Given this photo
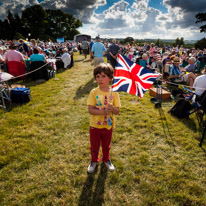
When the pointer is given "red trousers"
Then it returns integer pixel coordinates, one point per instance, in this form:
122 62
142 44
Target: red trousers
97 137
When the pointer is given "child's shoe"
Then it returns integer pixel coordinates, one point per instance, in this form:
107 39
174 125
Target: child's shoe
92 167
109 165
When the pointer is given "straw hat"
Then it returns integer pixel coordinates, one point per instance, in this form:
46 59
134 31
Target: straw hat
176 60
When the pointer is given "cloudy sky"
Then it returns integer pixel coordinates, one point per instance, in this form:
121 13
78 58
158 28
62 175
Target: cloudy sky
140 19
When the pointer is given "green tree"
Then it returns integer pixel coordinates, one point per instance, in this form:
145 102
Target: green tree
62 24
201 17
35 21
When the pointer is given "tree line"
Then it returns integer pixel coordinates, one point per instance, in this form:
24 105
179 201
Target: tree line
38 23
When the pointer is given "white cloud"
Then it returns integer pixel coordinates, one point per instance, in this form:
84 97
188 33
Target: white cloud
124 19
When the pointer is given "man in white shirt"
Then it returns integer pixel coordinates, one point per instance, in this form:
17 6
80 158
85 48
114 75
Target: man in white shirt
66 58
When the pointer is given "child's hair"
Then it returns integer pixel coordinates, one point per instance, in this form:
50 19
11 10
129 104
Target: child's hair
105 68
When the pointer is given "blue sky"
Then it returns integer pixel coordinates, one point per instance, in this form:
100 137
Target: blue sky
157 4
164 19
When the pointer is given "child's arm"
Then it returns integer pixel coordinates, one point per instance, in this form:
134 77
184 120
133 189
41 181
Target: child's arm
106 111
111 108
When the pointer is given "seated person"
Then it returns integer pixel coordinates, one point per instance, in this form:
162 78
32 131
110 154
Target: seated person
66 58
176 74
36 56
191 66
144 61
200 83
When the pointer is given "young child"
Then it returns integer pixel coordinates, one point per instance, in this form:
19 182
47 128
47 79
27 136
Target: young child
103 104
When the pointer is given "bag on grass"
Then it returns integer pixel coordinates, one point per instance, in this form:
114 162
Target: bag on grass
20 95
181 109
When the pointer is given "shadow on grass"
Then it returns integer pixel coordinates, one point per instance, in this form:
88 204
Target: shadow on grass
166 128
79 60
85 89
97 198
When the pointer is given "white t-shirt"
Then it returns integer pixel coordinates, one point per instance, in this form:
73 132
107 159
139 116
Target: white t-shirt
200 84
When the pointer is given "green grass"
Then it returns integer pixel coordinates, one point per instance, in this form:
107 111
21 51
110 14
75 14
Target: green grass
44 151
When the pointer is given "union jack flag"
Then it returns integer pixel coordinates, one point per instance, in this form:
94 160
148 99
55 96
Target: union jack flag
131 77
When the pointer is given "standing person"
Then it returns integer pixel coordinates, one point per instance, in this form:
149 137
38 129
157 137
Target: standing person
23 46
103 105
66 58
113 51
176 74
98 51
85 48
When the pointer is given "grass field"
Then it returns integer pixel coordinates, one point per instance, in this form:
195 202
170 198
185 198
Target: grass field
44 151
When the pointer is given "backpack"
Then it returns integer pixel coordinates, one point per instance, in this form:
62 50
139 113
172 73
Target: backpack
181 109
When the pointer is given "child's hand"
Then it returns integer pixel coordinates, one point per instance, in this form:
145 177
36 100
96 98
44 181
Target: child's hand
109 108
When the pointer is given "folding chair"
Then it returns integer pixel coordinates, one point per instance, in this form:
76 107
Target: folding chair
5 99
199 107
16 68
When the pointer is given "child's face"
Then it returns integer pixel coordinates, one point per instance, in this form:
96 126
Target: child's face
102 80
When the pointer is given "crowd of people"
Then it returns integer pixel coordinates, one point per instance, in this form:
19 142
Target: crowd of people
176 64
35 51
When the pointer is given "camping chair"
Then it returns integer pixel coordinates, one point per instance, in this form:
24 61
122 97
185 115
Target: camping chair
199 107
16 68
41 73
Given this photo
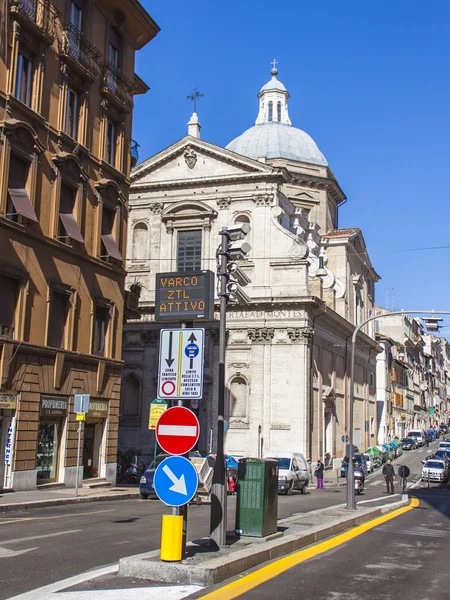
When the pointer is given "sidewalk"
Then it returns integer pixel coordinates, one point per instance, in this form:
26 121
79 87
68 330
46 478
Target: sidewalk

To do
Where an entry contains an image, leave the image out; otherwise retype everything exactly.

Response to this exercise
Given this photo
When the pointer is given "red trousers"
Then it returns integer pixel coordinates, one point per instance, in this form:
122 62
142 44
Target: red trousers
97 137
When the pointer is given "child's shoe"
Then it returns integer pixel coordinates, one point per instance, in this form:
107 39
174 125
Target: child's shoe
92 167
109 165
When the pointer is given "straw hat"
Then it returns integer pixel coordinates, one point per instance, in this form:
46 59
134 31
Target: straw hat
176 60
When the pointer is given "cloudy sky"
Then it returns integer pixel coordinates, one point per instance, in this form:
121 13
78 58
158 28
62 175
Target: cloudy sky
140 19
When the pointer is given "green tree"
Then it returns integer pixel coordinates, one point per instance, in this form:
145 102
Target: green tree
62 24
201 17
35 21
When the pointer is given "tree line"
Then it returns integer pixel coordinates, one point per instance, in this form:
24 105
179 201
Target: tree line
38 23
When the pointer is given "white cloud"
Then it returns integer pixel coordinates, one point per instance, in this form:
84 97
188 33
Target: white cloud
124 19
When the pointer is given "man in white shirt"
Then it returns integer pixel coordinates, one point per instance, in this form:
17 6
80 158
85 48
114 75
Target: man in white shirt
66 58
When the pointer is given "child's hair"
Then it returns integer pixel coordinates, one point per instance, in this form:
50 19
11 10
129 104
Target: child's hair
105 68
When the pointer is given "blue sky"
Then it returns integer pixel coordinates, one point per instance, in this form:
100 137
Target: blue sky
157 4
164 19
When the pointer is given "child's arm"
Then it returns integer pixel coordinates, one point per instance, in this form:
134 77
184 120
133 189
41 181
Target: child's arm
106 111
111 108
When the pointer is given "seated person"
Then it returns integer pixel coordinates, one point per instance, in this form:
162 78
32 131
110 154
Target: seated person
66 58
176 74
36 56
191 66
144 61
200 83
When the pointer is given "young child"
Then it returns integer pixel coordinates, one point per instance, in this form:
19 182
47 128
47 79
27 136
Target: young child
103 104
When the pointer is given "bag on grass"
Then it returns integer pixel coordinates, one point per instance, in this form:
114 162
Target: bag on grass
20 95
181 109
When the pointer is given "shadow on grass"
Then it returns integer pixel coordinates, one point per instance, in this form:
88 204
Target: shadow on grass
166 128
79 60
85 89
97 198
When the pointer is given "white t-shirt"
Then it returns integer pixel coordinates, one point per instance, in this form:
73 132
107 159
139 116
Target: white t-shirt
200 84
When the pointer is given "green grass"
Then it returns integer pixel coordinates, one point per instance, in this form:
107 111
21 51
110 14
75 14
Target: green grass
44 151
When the pointer is given "union jack flag"
Then it returns integer pixel coordinates, one point per instance, in this form:
94 160
148 99
55 96
Target: union jack flag
131 77
When the pointer is given "standing person"
Then it returns integer pixel coordinates, one point per instance, in this form:
149 137
38 129
157 137
Target: standing person
23 46
103 105
66 58
113 51
176 74
98 51
85 48
When the pointer is given "grass field"
Then it returns integer pixel coordinates, one point per instance, in this form:
195 202
170 198
185 198
Target: grass field
44 151
When the pointer is given "backpack"
Then it returns integer pixel coordinates, one point per instance, in this form:
62 50
139 113
172 73
Target: backpack
181 109
When the pointer is given "child's hand"
Then it returns integer pixel coordinates, one point per instance, in this form:
145 177
36 100
96 98
44 181
Target: child's hand
109 108
When the pointer is given "folding chair"
Then it returns integer pixel coordinates, one point per instance, in this form:
76 107
Target: folding chair
5 99
199 107
16 68
When the pointer is given "child's face"
Then it returns integer pixel coordinates, one point per instance, in this form:
96 126
Target: child's face
102 80
When the pointer is given "crowd of people"
Then it returns integer pixel coordinates, one point per instance, in this form:
19 142
Target: crowd of people
176 64
35 51
When the pointer is given "camping chair"
Then it returns integer pixel coordinates, one point per instance, in this form:
24 61
122 97
185 115
Target: camping chair
199 107
16 68
41 73
Given this photo
When the pointer is given "sidewalk"
Then it returns integer pixel coordinates, one point per instance, in this form:
26 121
79 87
68 330
46 478
Target: sidewalk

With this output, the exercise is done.